Substitute "leaders" for "executives" in the text on globalized managers below, then write out that text from "As ideas, techniques" to "new 21st-century economy.".

*** Quoted passage

Go west, young man - or woman - to catch the American boom while it lasts. Head south across the Channel to join France's economic boom. Venture further afield, to rapidly reviving Asia and the uncharted business frontier of China. Or, if you really don't want to leave home, at least form part of a global team working over corporate intranets on anything from a new airliner to financial market software.
As ideas, techniques and goods have become increasingly globalised, so have the managers who originate and absorb all those ideas, apply those techniques and organise the production and sale of those goods. The onrushing internationalisation of business and the huge growth of cross-border alliances - 15,000 in the past two years - is fuelling the demand for a new breed of executives whose key strengths are experience in working outside a closed domestic environment. And all the evidence is that, however much emphasis companies may put on training local staff, the expatriate's role will remain vital for a good few years to come - if only as a trainer and mentor in the developing countries that are striving to become part of the new 21st-century economy.

******
*** Given information

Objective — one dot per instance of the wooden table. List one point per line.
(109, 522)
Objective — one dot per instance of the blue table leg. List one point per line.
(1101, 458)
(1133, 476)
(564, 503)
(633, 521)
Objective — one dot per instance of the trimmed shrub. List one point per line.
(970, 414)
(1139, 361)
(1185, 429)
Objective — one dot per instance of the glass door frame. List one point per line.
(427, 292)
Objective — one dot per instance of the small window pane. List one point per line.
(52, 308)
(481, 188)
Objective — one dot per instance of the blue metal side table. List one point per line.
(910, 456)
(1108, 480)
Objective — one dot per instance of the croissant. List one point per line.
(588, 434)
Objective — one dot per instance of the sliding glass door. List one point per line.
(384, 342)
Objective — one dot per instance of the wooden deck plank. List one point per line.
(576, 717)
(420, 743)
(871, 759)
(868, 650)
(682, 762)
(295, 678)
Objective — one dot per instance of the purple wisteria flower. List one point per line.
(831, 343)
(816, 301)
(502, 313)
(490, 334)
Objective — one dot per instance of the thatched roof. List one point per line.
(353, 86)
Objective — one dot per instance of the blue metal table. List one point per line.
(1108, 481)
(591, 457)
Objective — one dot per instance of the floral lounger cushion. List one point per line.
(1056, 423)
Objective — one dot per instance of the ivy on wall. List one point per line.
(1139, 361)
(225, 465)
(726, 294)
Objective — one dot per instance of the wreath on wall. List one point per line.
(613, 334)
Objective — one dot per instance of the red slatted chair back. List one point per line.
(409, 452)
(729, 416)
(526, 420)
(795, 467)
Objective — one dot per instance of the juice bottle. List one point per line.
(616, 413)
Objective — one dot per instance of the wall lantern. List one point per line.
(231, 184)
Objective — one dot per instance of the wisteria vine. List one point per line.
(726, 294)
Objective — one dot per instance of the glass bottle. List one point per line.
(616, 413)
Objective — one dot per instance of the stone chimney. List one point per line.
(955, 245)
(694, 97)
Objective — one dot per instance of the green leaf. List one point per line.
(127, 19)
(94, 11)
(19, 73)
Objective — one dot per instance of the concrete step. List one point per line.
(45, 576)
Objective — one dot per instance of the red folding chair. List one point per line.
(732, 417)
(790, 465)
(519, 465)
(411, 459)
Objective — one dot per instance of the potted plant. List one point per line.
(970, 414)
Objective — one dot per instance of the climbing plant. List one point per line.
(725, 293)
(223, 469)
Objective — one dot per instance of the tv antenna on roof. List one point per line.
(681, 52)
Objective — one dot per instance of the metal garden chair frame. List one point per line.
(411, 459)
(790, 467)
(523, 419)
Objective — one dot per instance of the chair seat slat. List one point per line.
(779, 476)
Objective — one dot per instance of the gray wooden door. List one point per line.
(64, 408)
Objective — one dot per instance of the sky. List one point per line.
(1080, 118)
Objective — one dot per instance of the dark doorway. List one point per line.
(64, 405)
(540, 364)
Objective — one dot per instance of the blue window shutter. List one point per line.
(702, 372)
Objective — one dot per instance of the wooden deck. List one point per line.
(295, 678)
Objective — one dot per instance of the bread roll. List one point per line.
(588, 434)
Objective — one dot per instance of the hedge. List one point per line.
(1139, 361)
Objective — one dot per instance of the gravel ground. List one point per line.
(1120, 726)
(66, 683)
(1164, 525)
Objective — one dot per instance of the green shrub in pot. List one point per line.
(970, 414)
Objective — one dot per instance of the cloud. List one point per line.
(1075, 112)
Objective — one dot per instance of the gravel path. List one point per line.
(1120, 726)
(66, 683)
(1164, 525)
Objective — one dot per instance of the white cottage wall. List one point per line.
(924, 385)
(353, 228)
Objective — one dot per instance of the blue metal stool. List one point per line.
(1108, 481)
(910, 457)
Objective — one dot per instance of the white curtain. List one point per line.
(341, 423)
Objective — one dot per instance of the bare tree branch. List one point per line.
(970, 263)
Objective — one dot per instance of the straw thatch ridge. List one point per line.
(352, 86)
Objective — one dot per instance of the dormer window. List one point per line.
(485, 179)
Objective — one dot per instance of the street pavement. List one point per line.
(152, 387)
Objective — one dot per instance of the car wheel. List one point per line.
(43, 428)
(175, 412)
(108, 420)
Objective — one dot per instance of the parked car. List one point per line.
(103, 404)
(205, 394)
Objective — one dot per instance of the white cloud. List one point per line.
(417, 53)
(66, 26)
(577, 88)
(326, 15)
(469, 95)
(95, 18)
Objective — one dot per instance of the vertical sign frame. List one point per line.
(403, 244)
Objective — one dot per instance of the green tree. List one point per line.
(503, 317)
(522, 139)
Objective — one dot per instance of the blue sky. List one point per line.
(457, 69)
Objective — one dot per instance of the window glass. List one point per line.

******

*Complete output*
As ideas, techniques and goods have become increasingly globalised, so have the managers who originate and absorb all those ideas, apply those techniques and organise the production and sale of those goods. The onrushing internationalisation of business and the huge growth of cross-border alliances - 15,000 in the past two years - is fuelling the demand for a new breed of leaders whose key strengths are experience in working outside a closed domestic environment. And all the evidence is that, however much emphasis companies may put on training local staff, the expatriate's role will remain vital for a good few years to come - if only as a trainer and mentor in the developing countries that are striving to become part of the new 21st-century economy.